# Work to do:
a - In the text on rulings for alternative financing mechanisms, what price does the bank pay up front when it buys the item back in the loan example?
b - Write the next part of the text on rulings for alternative financing mechanisms, picking up right after its final sentence.

# Text excerpt:

The Rulings of Using Certain Alternative Financing Mechanisms

Hanafi Fiqh

Answered by Shaykh Faraz A. Khan

Question: Is a financing mechanism whereby I purchase assets from a bank, on a murabaha concept of known and stated profit to the seller at deferred payments, and subsequently sell these assets upon taking possession of them, via the bank’s brokerage services or otherwise, permissible?  I have read that this is only permissible in cases of need.  If so, what constitutes such a need, and why would this be different from buying and selling of any other kind such that it requires genuine need on the part of the purchaser?


Answer: Assalamu alaikum warahmatullah,

I pray this finds you in the best of health and states.

There are two possible scenarios here: the first is known as bay’ al-‘inah and the second is known as tawarruq.

Bay’ al-‘Inah

This is composed of two sale transactions. In the first transaction, a seller sells an item for a particular price to be paid in deferred installments. In the second transaction, after taking possession of the item, the buyer sells the item back to the seller for immediate payment of a lower price, to be paid before the installments of the first sale are due.

While technically each contract is valid, this arrangement can be used/abused by lenders who want to charge interest on loans. For example, a bank wants to loan $700 to a borrower and take back $1000 in installments over time. This is categorically haram, as it is usury (riba). So instead, the bank will sell an item to the borrower for $1000 to be paid in installments. Then the bank will immediately buy back that item for $700, to be paid up front. While technically these are two valid sales, the arrangement is used to produce the same outcome of the unlawful loan, namely, $700 up front in exchange for $1000 deferred.

# Listing:
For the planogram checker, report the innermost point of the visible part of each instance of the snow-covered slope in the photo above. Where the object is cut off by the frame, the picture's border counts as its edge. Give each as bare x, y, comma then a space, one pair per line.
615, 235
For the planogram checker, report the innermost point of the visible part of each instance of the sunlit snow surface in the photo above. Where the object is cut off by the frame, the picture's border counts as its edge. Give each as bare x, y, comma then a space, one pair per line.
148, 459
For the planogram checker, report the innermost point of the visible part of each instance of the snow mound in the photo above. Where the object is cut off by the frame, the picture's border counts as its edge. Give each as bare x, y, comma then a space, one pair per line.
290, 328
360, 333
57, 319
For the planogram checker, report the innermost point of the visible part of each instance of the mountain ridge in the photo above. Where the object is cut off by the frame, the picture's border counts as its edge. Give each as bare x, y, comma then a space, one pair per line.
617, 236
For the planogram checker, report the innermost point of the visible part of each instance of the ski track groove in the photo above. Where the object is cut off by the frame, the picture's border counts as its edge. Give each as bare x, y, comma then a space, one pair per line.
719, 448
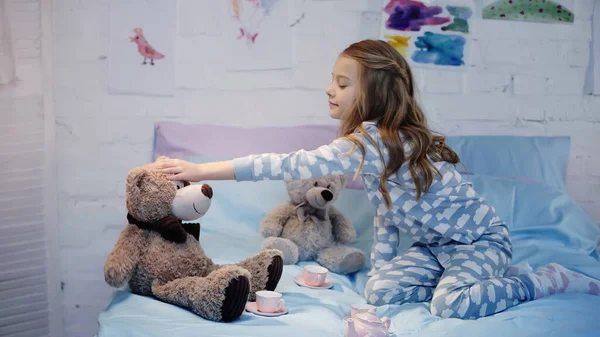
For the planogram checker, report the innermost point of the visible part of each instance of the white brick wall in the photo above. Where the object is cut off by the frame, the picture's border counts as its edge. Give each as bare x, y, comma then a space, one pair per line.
526, 80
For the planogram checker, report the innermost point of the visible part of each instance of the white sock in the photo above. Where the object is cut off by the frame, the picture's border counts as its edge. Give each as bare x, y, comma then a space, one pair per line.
517, 269
554, 278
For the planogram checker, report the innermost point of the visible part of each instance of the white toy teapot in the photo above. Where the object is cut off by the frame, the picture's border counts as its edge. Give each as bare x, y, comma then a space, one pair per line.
367, 324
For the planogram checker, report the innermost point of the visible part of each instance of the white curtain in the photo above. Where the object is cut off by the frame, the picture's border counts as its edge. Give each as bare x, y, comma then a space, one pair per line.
29, 293
7, 68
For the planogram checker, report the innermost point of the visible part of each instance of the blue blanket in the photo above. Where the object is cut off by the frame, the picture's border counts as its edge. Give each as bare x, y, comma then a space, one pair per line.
546, 225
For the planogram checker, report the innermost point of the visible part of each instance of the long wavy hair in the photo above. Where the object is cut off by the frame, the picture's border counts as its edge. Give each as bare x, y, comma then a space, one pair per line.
386, 96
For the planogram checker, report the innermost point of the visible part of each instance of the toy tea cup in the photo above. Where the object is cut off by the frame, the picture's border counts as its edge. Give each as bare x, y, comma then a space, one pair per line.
315, 275
269, 301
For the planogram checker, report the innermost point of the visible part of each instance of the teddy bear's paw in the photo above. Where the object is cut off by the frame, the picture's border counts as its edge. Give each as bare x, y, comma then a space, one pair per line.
114, 276
236, 296
288, 249
352, 262
275, 270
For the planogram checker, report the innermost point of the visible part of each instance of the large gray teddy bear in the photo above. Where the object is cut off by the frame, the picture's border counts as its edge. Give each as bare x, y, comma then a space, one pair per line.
308, 226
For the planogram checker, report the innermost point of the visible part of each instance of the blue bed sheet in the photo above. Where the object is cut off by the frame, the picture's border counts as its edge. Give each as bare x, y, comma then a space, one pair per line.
545, 223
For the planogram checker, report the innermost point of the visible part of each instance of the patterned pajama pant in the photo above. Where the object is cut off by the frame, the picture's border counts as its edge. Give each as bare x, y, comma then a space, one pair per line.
461, 281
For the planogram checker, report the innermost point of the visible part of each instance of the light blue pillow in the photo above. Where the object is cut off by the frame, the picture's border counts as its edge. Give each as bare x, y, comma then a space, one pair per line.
540, 159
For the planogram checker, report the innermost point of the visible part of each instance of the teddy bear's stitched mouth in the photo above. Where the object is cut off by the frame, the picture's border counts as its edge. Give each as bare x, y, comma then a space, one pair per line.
317, 203
194, 205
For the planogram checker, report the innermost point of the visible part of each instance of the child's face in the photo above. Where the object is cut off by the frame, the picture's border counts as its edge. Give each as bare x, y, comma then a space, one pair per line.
343, 88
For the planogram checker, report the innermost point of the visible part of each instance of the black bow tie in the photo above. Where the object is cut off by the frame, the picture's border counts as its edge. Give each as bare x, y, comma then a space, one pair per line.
170, 228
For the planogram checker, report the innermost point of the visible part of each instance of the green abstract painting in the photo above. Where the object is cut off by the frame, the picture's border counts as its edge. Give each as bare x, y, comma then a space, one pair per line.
529, 10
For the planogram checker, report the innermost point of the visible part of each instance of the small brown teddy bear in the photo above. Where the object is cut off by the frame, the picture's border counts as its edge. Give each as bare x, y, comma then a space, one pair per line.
158, 255
309, 227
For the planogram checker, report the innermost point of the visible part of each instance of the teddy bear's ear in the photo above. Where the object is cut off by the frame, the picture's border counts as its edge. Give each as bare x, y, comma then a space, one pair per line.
342, 180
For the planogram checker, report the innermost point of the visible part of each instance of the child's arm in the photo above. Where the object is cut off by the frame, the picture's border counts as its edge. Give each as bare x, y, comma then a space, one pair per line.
385, 244
339, 157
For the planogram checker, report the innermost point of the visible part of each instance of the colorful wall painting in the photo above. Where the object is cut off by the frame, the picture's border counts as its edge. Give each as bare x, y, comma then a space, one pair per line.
429, 34
546, 11
258, 34
141, 55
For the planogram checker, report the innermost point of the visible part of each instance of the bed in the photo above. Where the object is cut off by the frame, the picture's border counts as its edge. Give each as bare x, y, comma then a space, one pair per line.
523, 177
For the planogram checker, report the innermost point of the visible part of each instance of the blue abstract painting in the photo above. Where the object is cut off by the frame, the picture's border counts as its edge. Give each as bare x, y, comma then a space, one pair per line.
432, 34
440, 49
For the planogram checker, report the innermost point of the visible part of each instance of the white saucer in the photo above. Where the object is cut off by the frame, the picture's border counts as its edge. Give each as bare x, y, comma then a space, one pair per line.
299, 279
251, 306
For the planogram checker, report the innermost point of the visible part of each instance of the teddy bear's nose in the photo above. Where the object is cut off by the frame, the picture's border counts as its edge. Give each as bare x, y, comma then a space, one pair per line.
327, 195
207, 190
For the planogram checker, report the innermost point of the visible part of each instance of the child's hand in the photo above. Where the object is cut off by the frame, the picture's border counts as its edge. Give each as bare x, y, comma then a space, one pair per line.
177, 169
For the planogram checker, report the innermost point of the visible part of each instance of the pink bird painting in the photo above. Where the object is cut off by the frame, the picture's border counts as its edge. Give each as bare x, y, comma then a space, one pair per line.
144, 48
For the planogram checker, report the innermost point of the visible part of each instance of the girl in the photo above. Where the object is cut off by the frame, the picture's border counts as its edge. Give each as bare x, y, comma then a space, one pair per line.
462, 251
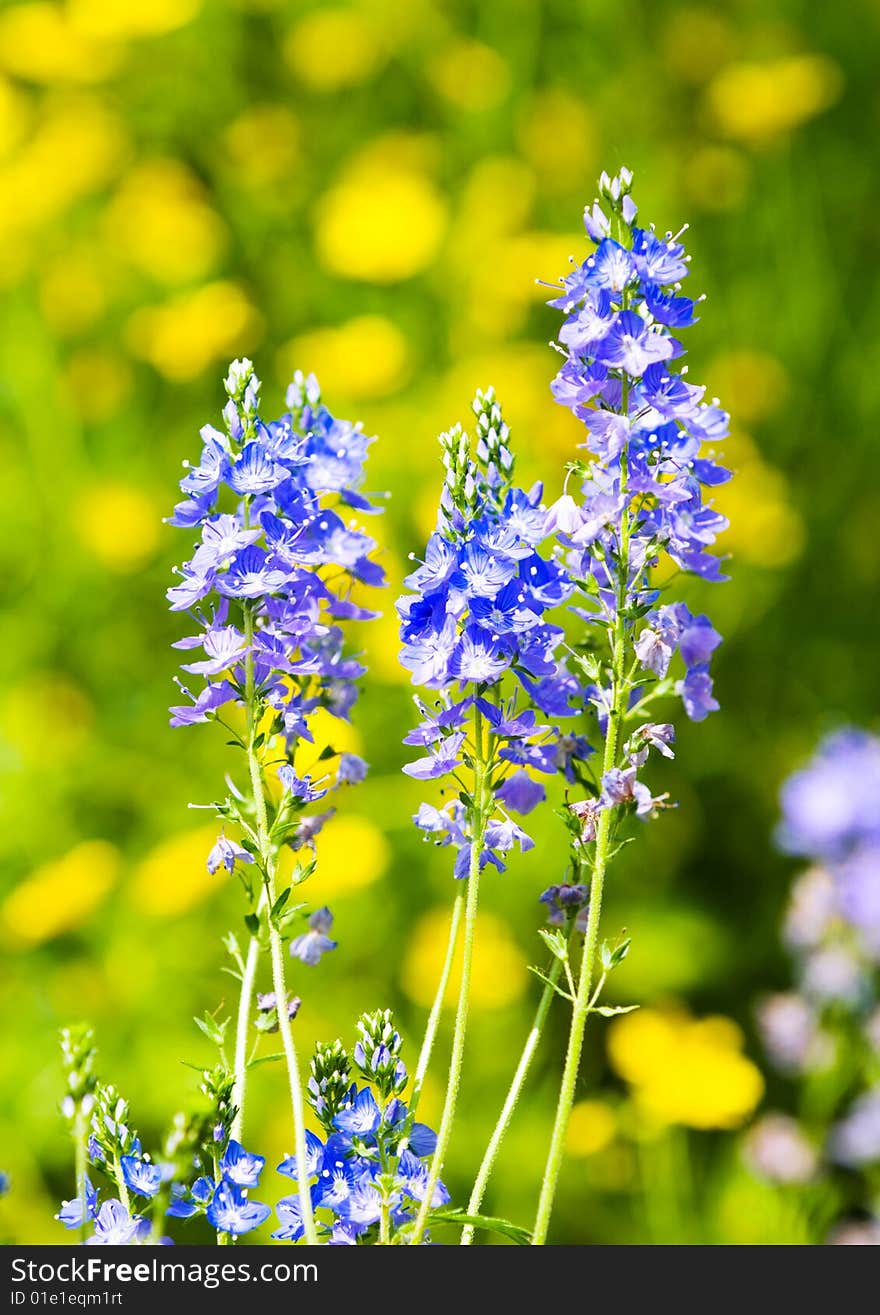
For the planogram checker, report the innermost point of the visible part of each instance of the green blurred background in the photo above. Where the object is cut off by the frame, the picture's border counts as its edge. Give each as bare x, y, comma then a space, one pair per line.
370, 190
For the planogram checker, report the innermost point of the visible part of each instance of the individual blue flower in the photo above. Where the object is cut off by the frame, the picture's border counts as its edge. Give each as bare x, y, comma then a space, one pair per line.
351, 769
521, 793
290, 1213
362, 1118
192, 1201
300, 789
116, 1227
140, 1176
363, 1203
696, 693
226, 854
313, 943
313, 1159
563, 901
71, 1211
241, 1167
232, 1213
413, 1177
831, 806
441, 762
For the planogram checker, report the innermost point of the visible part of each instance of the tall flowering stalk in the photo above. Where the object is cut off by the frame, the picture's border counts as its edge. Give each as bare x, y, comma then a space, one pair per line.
267, 583
825, 1032
475, 634
641, 497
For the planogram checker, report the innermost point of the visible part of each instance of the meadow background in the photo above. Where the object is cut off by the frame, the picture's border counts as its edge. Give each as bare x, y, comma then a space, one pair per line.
368, 191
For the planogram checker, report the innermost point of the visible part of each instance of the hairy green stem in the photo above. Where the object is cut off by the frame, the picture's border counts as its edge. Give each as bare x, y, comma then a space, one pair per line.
242, 1035
479, 815
276, 947
80, 1163
582, 1007
434, 1017
512, 1098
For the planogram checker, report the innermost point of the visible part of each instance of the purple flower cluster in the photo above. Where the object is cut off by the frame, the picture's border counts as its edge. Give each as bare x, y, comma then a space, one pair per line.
830, 1021
831, 815
363, 1146
224, 1201
643, 491
275, 563
372, 1159
478, 613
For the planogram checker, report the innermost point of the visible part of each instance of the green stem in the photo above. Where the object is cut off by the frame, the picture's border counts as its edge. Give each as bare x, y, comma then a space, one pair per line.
120, 1182
276, 948
434, 1017
242, 1034
479, 814
512, 1098
580, 1010
80, 1163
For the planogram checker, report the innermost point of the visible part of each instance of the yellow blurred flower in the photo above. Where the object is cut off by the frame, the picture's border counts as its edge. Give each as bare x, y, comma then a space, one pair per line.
73, 151
195, 329
333, 47
121, 19
757, 101
504, 286
329, 731
685, 1071
499, 976
263, 145
73, 293
470, 75
61, 894
557, 134
174, 879
351, 852
382, 221
764, 527
362, 359
591, 1128
161, 221
45, 709
750, 384
97, 382
119, 524
40, 42
696, 42
15, 116
716, 178
512, 186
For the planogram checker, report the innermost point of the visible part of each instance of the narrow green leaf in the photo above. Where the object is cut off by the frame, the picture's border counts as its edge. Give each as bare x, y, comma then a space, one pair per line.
549, 982
487, 1223
279, 904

# Set of answers:
a - $700

b -
Its Ruling

The overwhelming majority of scholars — including Imams Abu Hanifa, Malik and Ahmad ibn Hanbal — deemed this type of transaction unlawful, due to its close resemblance to usury and the potential abuse of it by lenders.

Also, what is prohibited according to the majority is if the second sale is for a lower price than that of the first sale. If the price of the second sale is equal or higher, then there is agreement that it is valid, as it then would not resemble usury nor be a means to it.

[Ibn Qudama, Mughni; Kuwaiti Fiqh Encyclopedia]

Tawarruq and Its Ruling

This is similar to bay’ al-‘inah, except that instead of selling the item back to the original seller, the original buyer sells it to a third party that is completely independent of the original seller.

This sale is mentioned explicitly with the name ‘tawarruq’ only by the Hanbali jurists, the majority of whom deem it permissible. With respect to the other three schools, although the name of the sale is not explicitly mentioned in their legal texts, it can be deduced from inference that it is permissible. Some jurists such as Ibn Humam of the Hanafi school still viewed lending money without interest as more preferable.

As Mufti Taqi Usmani explains in his treatise on tawarruq, it can be concluded that the preferred view in all four schools of Islamic law is that tawarruq is permissible, while interest-free lending is more advisable. Having said that, the ruling of permissibility may change if the actual transaction is infiltrated by other elements that are problematic.


For example, if the original buyer of the commodity, after purchasing the commodity, appoints the bank as his agent to sell it in the market, then:

(a) If that agency had been stipulated in the original contract of sale as a condition, then the transaction is not valid;

(b) If, however, the agency was not stipulated in the original sale contract but rather independently carried out after the original sale, then the transaction is valid yet not advisable.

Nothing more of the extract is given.